QUESTIONS TO ANSWER >>
(A) According to the text about the southern Indian soap opera studios, how long does the director take to edit a half-hour serial?
(B) Continue the text about the southern Indian soap opera studios from where it stops.
TEXT BLOCK: Begin
We started at a modest sound stage—the interior of an upper middle-class home—where a Telugu-language soap was being shot. A standard set—three living rooms, a bedroom and a kitchen, and a grand staircase for those emotional “I love you, but I must leave you” or “I will never call you my daughter again” scenes. Most soaps run four or five times a week and are on the air for one to two years before they play out all the plot lines, and the characters die or leave. I asked the “guide” about the plot. He shrugged. “It’s about a large family, about love and conflict.” Next door, at a similar-looking sound stage, they were shooting a Tamil-language soap. Again, I asked about the plot. “It’s about a large family, about love and conflict.” There were two more sound stages, both representing upper middle-class homes, basically the same in layout and design. And, I expect, with the same plot lines.
Southern India is steamy hot for eight or nine months of the year. The studios had no air conditioning, so when the crew switched on the lights and turned off the huge fans, the heat was almost unbearable. This may be one reason why they do only one take on many scenes. We saw the crew shoot a scene for the Tamil-language soap. It consisted of the female lead walking down the staircase to join her family and exchanging sharp words with her husband. The fans went off, the lights went on, the director called “action,” and the single camera on a track tilted down and dollied across to the living room. Lights off, fans on, take complete, tea served. The director told me that he shoots a half-hour serial in a day (including actor and technical rehearsals), takes four hours to edit and airs the program two days later.
TEXT BLOCK: End
SUPPLIED DATA: Begin
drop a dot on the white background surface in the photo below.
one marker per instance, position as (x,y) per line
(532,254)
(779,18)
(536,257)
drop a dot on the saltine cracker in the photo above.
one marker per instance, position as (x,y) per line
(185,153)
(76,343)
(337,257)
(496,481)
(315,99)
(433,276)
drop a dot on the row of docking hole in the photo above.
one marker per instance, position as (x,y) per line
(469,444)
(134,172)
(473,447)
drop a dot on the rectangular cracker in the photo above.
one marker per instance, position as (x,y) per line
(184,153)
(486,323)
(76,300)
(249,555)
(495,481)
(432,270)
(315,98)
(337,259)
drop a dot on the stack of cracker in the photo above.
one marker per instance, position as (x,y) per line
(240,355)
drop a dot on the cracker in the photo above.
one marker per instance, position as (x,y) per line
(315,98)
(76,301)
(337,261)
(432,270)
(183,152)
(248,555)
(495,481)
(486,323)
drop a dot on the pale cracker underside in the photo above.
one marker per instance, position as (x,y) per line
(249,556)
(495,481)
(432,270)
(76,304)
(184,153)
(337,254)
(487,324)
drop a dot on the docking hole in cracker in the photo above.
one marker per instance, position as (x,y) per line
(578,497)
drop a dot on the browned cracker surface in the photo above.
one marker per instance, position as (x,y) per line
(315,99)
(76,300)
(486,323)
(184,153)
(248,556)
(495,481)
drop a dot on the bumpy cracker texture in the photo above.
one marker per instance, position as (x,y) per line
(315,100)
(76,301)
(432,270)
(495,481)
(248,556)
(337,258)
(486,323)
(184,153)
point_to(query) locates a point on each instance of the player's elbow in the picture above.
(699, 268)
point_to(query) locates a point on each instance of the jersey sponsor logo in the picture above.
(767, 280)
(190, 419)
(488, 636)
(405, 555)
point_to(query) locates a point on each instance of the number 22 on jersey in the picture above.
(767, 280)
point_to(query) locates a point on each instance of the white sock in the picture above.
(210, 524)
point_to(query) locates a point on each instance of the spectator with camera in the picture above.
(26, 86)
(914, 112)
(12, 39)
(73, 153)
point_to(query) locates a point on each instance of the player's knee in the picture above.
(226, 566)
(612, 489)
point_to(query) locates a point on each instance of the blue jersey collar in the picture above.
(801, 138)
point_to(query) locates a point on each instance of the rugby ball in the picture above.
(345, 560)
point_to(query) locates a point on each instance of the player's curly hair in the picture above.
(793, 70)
SUPPLIED DATA: End
ANSWERS BY ITEM NUMBER >>
(A) Four hours.

(B)
The soaps are not confined to interior sets. There are a couple of South Indian “streets” with storefronts, a market, a bank and a temple. When a family member turns to crime—perhaps toting one of the plastic Kalashnikovs we found on one set—the scenes are shot in the studio’s police station, jail and courtroom. Victims usually end up in the studio hospital. Eagle-eyed viewers may be able to spot that the courtroom in the Tamil soap looks remarkably like the one in the Telugu soap, but there’s not much language crossover so it’s not a problem.
After Mumbai (Bombay), home of the Hindi-language Bollywood film industry, Chennai is in the next tier of movie production centers. These films are shown not only in India, but in other parts of the world where people have migrated for work—for Tamils, that’s mostly in Southeast Asia and the Middle East. At AVM, a palace set for a movie was under construction. Workers were sawing wood strips, nailing them together into frames, and laying sackcloth to be covered with plaster and painted; others were working on the 200-plus ornate columns (thin plywood and plaster) that would adorn the palace. It was going to be a large palace. “How long will it take you to build it?” I asked. “Two days” was the confident reply. Just as the TV soaps operate on a tight budget and production schedule, movies tend to be formulaic, no-frills, low-budget affairs. With a little creative lighting, you can always cover up that large hole in the wall of the palace. In India, movie-going is mass entertainment, and even poor people can sometimes afford a movie ticket. Profit margins are relatively low, so wages and production budgets are modest. If they can build a palace in two days, they’ll probably shoot the movie in two weeks.